GOAL OF THE EXERCISE: Every record should be written out exactly, please.

Point annotation dataset records
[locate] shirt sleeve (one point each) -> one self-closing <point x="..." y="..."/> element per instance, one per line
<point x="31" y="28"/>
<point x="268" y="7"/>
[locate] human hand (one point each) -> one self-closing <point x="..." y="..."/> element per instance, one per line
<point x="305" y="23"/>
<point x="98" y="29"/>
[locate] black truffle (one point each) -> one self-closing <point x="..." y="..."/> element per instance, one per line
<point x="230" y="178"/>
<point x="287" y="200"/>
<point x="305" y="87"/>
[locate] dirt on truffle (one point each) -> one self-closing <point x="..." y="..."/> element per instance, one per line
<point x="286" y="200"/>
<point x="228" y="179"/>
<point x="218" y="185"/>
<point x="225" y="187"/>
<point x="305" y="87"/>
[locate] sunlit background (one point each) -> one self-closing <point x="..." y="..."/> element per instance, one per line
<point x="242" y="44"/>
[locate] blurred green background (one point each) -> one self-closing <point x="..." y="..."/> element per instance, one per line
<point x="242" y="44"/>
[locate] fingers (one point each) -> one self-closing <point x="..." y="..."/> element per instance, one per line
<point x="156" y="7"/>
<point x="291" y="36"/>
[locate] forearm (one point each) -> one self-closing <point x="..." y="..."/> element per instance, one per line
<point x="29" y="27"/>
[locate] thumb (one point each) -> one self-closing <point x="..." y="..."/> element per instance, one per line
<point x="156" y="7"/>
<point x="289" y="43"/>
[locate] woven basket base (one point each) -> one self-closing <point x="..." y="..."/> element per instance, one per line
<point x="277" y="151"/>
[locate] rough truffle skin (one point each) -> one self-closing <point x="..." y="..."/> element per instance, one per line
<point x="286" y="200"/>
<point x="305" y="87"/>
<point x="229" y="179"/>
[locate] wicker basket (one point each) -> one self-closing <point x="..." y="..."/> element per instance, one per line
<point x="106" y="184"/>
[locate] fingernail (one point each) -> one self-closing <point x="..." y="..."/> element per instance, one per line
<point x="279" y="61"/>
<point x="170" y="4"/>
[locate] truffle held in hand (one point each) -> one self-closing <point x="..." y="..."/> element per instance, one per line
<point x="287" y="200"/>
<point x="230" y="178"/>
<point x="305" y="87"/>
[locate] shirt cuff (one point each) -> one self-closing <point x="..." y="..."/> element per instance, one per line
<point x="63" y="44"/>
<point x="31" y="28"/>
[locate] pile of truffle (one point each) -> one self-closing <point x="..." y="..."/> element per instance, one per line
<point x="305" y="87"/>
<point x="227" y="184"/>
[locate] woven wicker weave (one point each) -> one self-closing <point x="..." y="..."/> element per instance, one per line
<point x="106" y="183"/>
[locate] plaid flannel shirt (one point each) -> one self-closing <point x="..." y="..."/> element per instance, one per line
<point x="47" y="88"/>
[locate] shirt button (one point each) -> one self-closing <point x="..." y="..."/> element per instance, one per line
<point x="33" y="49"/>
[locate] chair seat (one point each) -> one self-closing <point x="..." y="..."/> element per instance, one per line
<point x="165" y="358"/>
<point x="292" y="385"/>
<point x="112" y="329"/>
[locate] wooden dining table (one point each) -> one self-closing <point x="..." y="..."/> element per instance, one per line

SOLUTION FOR THIS EXERCISE:
[locate] shirt sleeve (one point each) -> one self-closing <point x="..." y="..."/> element per instance, one per line
<point x="31" y="28"/>
<point x="268" y="7"/>
[locate] human hand (one point each) -> one self-closing <point x="..." y="..."/> element per instance, one per line
<point x="305" y="23"/>
<point x="98" y="29"/>
[locate] black truffle (one point each) -> one self-closing <point x="..." y="..."/> element per instance, one per line
<point x="230" y="178"/>
<point x="287" y="200"/>
<point x="305" y="87"/>
[locate] dirt on truffle (one point each) -> one self-closing <point x="..." y="..."/> element per instance, one per line
<point x="286" y="200"/>
<point x="228" y="179"/>
<point x="218" y="185"/>
<point x="225" y="187"/>
<point x="305" y="87"/>
[locate] sunlit background (one point each) -> one self-closing <point x="..." y="..."/> element per instance, one per line
<point x="242" y="44"/>
[locate] blurred green background (one point each) -> one self-closing <point x="..." y="..."/> element per instance, one per line
<point x="242" y="44"/>
[locate] fingers (one point each) -> one self-closing <point x="..." y="..."/> element per instance, one per line
<point x="156" y="7"/>
<point x="291" y="36"/>
[locate] forearm (one point each) -> one self-closing <point x="..." y="..."/> element per instance, one per line
<point x="29" y="27"/>
[locate] thumb (one point each) -> one self-closing <point x="..." y="..."/> element per instance, one per line
<point x="156" y="7"/>
<point x="289" y="43"/>
[locate] woven basket base (one point each) -> one self-closing <point x="..." y="..."/> element per instance, one per line
<point x="277" y="151"/>
[locate] rough truffle skin (one point each) -> one self-closing <point x="..." y="..."/> element per instance, one per line
<point x="286" y="200"/>
<point x="305" y="87"/>
<point x="229" y="179"/>
[locate] wicker basket (one point each) -> one self-closing <point x="..." y="..."/> element per instance, one per line
<point x="106" y="184"/>
[locate] fingernail (one point each) -> one self-closing <point x="..." y="..."/> element per instance, one per line
<point x="279" y="61"/>
<point x="170" y="4"/>
[locate] truffle held in hand (one point each) -> one self-closing <point x="..." y="..."/> element per instance, one per line
<point x="287" y="200"/>
<point x="230" y="178"/>
<point x="305" y="87"/>
[locate] shirt cuff (one point each) -> one self-closing <point x="..." y="..."/> element per instance, one per line
<point x="63" y="44"/>
<point x="31" y="28"/>
[locate] pile of truffle (one point each) -> one self-closing <point x="..." y="..."/> element per instance, one per line
<point x="305" y="87"/>
<point x="227" y="184"/>
[locate] woven wicker weave (one point each) -> one self-closing <point x="..." y="..."/> element per instance, one per line
<point x="106" y="183"/>
[locate] plaid flannel shirt (one point each) -> one self-closing <point x="..." y="..."/> element per instance, one per line
<point x="47" y="88"/>
[locate] shirt button (one point each) -> one self-closing <point x="..." y="..."/> element per instance, one per line
<point x="33" y="49"/>
[locate] chair seat (one point each) -> one self-closing <point x="..." y="..."/> element per instance, one per line
<point x="165" y="358"/>
<point x="292" y="385"/>
<point x="112" y="329"/>
[locate] wooden dining table (one point each) -> one self-closing <point x="..." y="..."/> element per instance, one per line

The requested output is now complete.